**Short problem**
In the records below, the line that contains "The response SHOULD mark one point per instance of the tan" marks the start. Copy it and each line after it through the end, exactly, without pictures.
==== Extracted entries
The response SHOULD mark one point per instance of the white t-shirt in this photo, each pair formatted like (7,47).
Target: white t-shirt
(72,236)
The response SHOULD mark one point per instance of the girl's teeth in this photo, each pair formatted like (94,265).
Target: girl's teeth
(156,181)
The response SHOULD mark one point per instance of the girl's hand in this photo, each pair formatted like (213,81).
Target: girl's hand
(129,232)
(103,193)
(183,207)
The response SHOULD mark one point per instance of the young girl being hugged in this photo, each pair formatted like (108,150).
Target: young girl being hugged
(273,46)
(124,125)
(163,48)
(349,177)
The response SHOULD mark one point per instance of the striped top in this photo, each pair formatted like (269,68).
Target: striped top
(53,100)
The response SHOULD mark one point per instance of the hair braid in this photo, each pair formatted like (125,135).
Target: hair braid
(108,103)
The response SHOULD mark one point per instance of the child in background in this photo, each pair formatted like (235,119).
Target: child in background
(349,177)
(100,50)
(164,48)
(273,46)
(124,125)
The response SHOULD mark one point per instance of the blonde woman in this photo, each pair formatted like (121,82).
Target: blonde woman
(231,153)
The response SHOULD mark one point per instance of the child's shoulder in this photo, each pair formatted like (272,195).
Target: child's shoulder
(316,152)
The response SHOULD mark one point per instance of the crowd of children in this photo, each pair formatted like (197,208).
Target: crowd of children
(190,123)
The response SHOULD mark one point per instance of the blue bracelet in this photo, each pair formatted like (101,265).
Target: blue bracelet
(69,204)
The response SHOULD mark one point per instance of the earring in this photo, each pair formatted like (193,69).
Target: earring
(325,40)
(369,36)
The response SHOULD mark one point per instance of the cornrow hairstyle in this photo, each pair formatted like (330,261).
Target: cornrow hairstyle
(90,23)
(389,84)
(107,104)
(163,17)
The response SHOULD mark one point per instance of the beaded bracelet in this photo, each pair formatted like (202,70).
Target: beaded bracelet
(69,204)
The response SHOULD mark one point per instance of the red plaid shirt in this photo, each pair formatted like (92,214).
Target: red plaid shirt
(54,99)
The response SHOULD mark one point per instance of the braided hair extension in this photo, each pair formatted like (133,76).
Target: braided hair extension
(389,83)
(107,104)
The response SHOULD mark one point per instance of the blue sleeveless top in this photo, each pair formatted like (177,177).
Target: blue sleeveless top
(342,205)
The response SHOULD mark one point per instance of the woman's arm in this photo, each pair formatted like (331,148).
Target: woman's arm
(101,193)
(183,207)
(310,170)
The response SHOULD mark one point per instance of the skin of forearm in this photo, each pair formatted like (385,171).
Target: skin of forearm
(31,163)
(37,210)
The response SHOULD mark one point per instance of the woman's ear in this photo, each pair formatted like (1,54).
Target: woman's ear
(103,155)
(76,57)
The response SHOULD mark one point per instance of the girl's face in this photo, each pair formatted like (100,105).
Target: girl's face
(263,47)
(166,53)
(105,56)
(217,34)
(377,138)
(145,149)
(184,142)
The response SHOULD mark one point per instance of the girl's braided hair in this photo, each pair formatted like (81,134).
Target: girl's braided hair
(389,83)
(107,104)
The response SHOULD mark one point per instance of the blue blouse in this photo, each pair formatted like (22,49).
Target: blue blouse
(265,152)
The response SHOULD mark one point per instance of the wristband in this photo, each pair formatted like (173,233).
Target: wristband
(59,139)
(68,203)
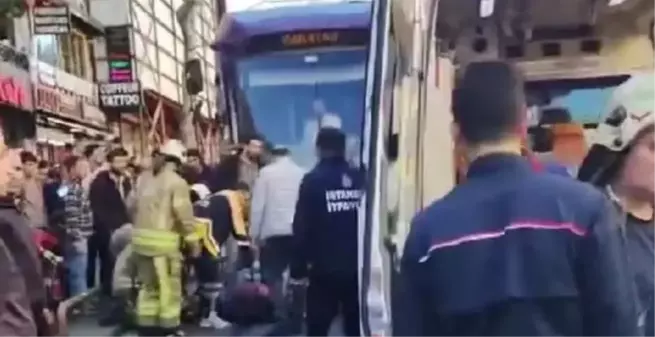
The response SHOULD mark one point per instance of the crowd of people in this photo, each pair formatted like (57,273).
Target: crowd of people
(515,249)
(123,226)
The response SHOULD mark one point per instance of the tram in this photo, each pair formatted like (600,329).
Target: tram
(286,71)
(573,54)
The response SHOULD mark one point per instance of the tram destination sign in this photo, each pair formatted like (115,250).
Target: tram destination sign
(51,19)
(120,97)
(307,39)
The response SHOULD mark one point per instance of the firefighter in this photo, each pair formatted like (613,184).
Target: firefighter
(163,222)
(621,162)
(223,215)
(325,237)
(511,251)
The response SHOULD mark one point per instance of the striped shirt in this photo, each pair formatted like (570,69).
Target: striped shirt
(78,218)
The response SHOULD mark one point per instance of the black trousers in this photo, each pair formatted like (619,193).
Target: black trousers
(329,296)
(99,251)
(275,257)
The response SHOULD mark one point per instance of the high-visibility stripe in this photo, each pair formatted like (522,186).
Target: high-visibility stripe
(153,242)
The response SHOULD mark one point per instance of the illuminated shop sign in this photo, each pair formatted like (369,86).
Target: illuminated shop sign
(12,93)
(308,39)
(120,97)
(51,18)
(119,54)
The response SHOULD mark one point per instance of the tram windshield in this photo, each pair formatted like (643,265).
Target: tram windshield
(290,95)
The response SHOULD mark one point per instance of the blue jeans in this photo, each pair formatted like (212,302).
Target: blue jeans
(76,260)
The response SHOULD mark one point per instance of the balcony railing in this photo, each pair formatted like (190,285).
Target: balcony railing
(10,55)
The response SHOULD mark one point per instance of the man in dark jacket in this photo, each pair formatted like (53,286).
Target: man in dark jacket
(512,252)
(325,237)
(197,172)
(22,295)
(107,195)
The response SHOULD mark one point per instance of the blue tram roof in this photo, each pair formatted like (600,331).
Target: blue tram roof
(236,28)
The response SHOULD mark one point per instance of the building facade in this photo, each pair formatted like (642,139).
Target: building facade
(97,69)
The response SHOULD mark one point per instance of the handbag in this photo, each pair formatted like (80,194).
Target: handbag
(249,302)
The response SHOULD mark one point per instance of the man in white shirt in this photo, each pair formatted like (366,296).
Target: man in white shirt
(272,209)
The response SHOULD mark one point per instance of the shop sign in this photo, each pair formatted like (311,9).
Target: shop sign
(51,18)
(70,105)
(12,93)
(14,57)
(120,97)
(119,54)
(14,80)
(94,115)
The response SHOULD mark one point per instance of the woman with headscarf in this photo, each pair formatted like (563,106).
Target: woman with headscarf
(621,161)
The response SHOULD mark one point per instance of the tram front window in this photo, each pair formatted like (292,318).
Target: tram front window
(584,99)
(290,95)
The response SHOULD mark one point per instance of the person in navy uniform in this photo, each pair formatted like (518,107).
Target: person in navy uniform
(512,252)
(325,237)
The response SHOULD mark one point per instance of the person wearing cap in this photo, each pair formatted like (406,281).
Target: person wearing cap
(271,216)
(511,251)
(221,216)
(107,194)
(621,162)
(325,237)
(163,221)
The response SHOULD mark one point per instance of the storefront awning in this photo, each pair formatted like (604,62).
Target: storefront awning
(74,128)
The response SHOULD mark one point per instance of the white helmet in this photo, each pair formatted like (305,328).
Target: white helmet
(630,109)
(174,148)
(201,190)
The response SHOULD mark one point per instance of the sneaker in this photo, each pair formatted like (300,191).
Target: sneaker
(214,322)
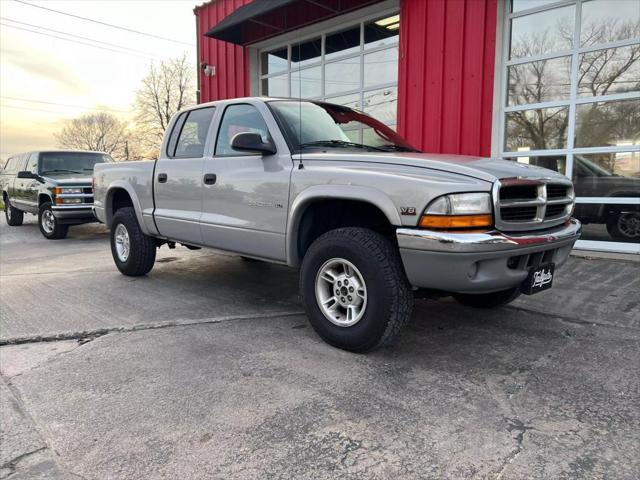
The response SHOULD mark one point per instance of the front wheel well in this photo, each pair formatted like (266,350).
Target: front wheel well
(324,215)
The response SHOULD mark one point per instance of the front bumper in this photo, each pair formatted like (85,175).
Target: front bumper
(69,214)
(481,262)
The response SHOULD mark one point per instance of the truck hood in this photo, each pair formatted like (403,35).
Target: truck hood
(68,179)
(487,169)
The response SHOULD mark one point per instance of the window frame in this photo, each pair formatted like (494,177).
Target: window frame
(239,153)
(501,93)
(329,28)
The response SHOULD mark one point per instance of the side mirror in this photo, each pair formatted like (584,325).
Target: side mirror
(26,174)
(252,142)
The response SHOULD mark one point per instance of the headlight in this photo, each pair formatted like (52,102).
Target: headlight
(460,210)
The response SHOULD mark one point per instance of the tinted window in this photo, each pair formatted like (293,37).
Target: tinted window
(71,162)
(193,135)
(10,165)
(175,133)
(239,119)
(32,164)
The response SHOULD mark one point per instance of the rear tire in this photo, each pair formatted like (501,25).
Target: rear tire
(13,216)
(373,269)
(488,300)
(133,252)
(49,226)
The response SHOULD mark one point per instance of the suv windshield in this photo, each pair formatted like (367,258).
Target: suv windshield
(324,125)
(71,162)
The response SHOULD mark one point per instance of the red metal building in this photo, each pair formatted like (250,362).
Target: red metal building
(554,83)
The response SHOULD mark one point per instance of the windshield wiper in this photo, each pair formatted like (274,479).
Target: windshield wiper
(338,144)
(396,148)
(60,170)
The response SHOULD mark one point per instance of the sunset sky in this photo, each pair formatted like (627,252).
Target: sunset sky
(45,80)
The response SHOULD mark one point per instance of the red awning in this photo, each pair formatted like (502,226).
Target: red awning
(262,19)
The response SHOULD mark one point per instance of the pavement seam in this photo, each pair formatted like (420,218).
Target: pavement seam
(98,332)
(572,320)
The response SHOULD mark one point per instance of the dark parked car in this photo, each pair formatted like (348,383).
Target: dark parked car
(56,186)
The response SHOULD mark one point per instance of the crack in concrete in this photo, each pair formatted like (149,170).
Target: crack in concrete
(85,336)
(12,464)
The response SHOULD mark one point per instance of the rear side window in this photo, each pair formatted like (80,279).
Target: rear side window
(239,119)
(193,133)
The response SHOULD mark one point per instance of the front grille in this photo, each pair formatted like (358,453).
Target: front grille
(555,210)
(531,204)
(556,191)
(518,213)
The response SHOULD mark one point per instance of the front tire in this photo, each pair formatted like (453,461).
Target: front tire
(133,252)
(49,225)
(13,216)
(624,226)
(488,300)
(354,289)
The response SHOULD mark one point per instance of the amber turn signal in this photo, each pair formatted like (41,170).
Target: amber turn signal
(456,221)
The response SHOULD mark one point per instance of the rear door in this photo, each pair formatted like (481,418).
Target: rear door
(178,176)
(245,209)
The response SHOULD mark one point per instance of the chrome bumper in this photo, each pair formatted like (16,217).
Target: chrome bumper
(493,241)
(480,262)
(73,213)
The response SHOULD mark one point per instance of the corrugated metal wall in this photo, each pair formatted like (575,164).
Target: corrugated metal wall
(447,54)
(232,65)
(446,74)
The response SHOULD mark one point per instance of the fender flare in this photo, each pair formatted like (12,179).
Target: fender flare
(122,185)
(370,195)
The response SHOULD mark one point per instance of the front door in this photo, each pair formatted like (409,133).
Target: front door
(245,209)
(178,177)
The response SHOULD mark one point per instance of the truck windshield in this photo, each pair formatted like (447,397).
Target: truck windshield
(309,125)
(71,162)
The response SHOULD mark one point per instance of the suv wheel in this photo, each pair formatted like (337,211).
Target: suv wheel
(133,251)
(13,216)
(354,289)
(49,226)
(624,226)
(488,300)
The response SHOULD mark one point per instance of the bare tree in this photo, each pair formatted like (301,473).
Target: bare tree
(95,131)
(167,88)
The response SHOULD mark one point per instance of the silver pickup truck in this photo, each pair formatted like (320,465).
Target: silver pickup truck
(369,221)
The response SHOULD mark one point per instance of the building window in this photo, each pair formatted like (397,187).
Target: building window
(571,103)
(355,65)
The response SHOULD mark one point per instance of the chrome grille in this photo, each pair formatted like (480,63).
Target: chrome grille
(530,204)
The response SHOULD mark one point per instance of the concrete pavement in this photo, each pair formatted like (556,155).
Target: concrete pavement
(207,369)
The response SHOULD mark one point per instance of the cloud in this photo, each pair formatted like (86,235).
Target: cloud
(37,65)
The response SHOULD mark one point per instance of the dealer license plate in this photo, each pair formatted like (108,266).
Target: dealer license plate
(539,279)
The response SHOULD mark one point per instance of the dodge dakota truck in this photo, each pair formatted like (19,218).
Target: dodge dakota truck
(55,185)
(369,221)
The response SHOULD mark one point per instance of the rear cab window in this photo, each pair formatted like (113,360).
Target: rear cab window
(189,135)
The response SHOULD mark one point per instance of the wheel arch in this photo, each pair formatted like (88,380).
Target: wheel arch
(120,195)
(363,199)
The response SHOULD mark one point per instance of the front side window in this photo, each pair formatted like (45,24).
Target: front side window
(80,163)
(193,135)
(239,119)
(310,125)
(32,164)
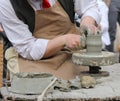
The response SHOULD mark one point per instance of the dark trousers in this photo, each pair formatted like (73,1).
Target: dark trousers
(114,17)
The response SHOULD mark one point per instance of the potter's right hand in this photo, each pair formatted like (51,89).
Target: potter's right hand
(72,41)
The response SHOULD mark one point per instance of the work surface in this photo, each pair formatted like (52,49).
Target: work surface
(107,88)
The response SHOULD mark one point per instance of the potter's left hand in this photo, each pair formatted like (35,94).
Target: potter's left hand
(90,23)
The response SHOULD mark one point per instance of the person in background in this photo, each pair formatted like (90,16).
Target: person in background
(103,26)
(39,30)
(1,29)
(114,18)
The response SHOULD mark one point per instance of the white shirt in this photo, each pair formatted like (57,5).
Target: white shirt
(104,22)
(19,35)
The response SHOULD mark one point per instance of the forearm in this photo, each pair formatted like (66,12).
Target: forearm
(54,46)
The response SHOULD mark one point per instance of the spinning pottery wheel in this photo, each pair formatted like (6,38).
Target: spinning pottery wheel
(93,56)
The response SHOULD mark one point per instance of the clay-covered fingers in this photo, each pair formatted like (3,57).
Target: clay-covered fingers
(73,41)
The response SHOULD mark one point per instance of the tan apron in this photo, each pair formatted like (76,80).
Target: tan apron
(50,23)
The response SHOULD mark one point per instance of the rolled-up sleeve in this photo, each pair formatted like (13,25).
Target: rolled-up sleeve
(87,8)
(19,35)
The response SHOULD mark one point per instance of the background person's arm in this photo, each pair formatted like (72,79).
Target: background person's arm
(89,13)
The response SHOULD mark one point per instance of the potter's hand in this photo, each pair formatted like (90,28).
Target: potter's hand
(90,23)
(72,41)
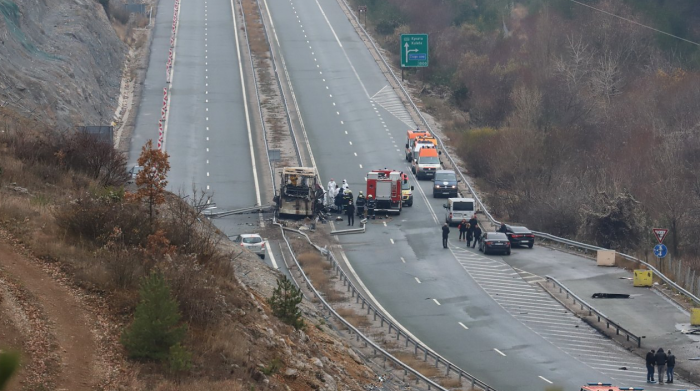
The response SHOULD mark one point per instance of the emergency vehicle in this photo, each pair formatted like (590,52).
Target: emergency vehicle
========
**Solution to the exercise**
The response SHOULD mark one point per instance of the tan apron in this photo, each pair formatted like (76,80).
Target: tan apron
(50,23)
The response SHOULD mark one point per instance of the rolled-up sleeve in this photo, each pair formatted like (13,25).
Target: rolled-up sleeve
(87,8)
(19,35)
The response SHOULD mark one point per instance of the background person's arm in this photo, each pair formatted like (72,79).
Target: background person's arm
(89,13)
The response SHOULD mark one point per instance of the potter's hand in this photo, each pair formatted like (90,28).
Target: potter's hand
(90,23)
(72,41)
The response SHOULD mark one point per instance of the emergency vehicle in this photo, each pair formatted like (590,52).
Target: emergency vehicle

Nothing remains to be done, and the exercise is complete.